--- start Page extract ---

Plus, 28% is still, again, a giant chunk of players. I'd constitute that as showing up, and in any other competitive game if 28% thought that a core mechanic was bad, it's be considered a major problem with the game, and the developers would do something about it, because it is extremely rare people only hop in to a competitive series for the new gimmick and that after they're there, they'd stop playing if the gimmick was tuned down or removed. Again, this is something Smogon Tiering cannot really fix, however.


Again, I'm sure the dunking will make the game do better.
Ok so answer me this: What makes you think that the 75% of players that didn't want Tera banned will mostly stick around when Tera gets banned, while you think the 25% that wanted Tera banned mostly hated the tier and left?
 
That is a perspective which still values the opinion of the minority over the opinion of the majority. "Oh they won't care so because of this we should do what my unpopular position is." Like seriously, extrapolate the metaphor of raising hands in a group regarding Tera to other real issues. Can you believe how INSANE it is that 23% of people support this?!?!?! Clearly that means something must be done!
We don't know that there's an "opinion of the majority". There's a middle faction of unknown size that will keep playing and enjoying the tier with or without tera. Until we get a better survey we have no idea how polarized the playerbase actually is on Tera.
As for 23%, most things that become law in democratic countries did not materialize out of the ether with 51% support. Civil rights, accessibility for disabilities, women's suffrage, and more and more. All of these started with minorities on both sides that had strong opinions, fighting to convince the mostly ambivalent majority. In this context, having a 23% that already is strongly anti-tera is pretty big. Repeating myself, we do not know the size of the strongly pro-tera faction. I do not believe it is more than 50%. But, again, until we have a better survey it's all guesswork.
 
I'm not responding point by point but your Steve point isn't helpful to you either, lmao. Steve is not banned at basically any high ranking tournaments. Clearly they do not see a need to value popularity over what they see as a competitive metagame if the most controversial character is allowed at any and all events that actually matter with regards to national placements.
 
Ok so answer me this: What makes you think that the 75% of players that didn't want Tera banned will mostly stick around when Tera gets banned, while you think the 25% that wanted Tera banned mostly hated the tier and left?

--- end Page extract ---

Task set:
- a) List the examples the Tera discussion gives of things that became law in democratic countries.
- b) According to the Tera discussion, which character is not banned at basically any high-ranking tournaments?
- c) Condense the paragraph of the Tera discussion that begins "We don't know that there's" into a short bulleted list that keeps its main facts.
The entries after this point play no role in what is asked here.

--- start Raw data ---

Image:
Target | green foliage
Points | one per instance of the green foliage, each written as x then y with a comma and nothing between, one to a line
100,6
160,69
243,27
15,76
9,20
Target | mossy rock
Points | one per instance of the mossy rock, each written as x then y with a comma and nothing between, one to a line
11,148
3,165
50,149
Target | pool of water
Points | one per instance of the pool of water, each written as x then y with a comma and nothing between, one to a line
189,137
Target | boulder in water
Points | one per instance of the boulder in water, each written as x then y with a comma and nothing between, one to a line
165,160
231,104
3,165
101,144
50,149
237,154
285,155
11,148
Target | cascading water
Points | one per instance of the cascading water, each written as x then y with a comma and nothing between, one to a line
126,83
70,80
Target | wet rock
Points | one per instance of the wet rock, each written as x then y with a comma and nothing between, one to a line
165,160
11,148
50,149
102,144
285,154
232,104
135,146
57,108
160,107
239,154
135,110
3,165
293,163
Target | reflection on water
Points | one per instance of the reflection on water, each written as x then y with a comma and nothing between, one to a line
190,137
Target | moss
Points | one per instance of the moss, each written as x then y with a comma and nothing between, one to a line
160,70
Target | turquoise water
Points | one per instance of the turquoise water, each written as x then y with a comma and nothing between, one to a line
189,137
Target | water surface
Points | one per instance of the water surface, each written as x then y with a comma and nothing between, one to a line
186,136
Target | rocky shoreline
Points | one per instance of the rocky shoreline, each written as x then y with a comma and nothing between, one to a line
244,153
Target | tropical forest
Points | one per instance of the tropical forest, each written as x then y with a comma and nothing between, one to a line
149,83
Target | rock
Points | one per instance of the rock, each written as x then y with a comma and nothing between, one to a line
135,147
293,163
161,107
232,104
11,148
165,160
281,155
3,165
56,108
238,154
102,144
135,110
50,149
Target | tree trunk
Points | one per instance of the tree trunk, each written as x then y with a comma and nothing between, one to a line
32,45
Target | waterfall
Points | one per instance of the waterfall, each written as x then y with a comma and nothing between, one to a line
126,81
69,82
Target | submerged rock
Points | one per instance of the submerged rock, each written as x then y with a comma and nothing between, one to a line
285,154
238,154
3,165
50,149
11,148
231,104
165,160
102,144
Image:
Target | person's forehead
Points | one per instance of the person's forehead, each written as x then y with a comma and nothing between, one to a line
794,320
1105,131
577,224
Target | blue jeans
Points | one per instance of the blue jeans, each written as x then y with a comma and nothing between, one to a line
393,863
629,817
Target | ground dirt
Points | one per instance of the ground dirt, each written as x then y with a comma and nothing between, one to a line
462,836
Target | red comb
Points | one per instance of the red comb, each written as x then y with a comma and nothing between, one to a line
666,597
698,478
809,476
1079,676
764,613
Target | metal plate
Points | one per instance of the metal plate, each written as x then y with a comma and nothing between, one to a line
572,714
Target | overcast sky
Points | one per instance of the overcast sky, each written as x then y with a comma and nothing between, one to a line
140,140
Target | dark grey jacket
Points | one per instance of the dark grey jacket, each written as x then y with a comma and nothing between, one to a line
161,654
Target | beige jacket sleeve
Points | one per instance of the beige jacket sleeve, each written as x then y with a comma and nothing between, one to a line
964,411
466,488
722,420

--- end Raw data ---

Written responses:
- a) Civil rights, accessibility for disabilities, women's suffrage

- b) Steve

- c)
- Whether a majority opinion on Tera exists is not known.
- A middle faction of unknown size will keep playing and enjoying the tier with or without Tera.
- Without a better survey, how polarized the playerbase is on Tera cannot be determined.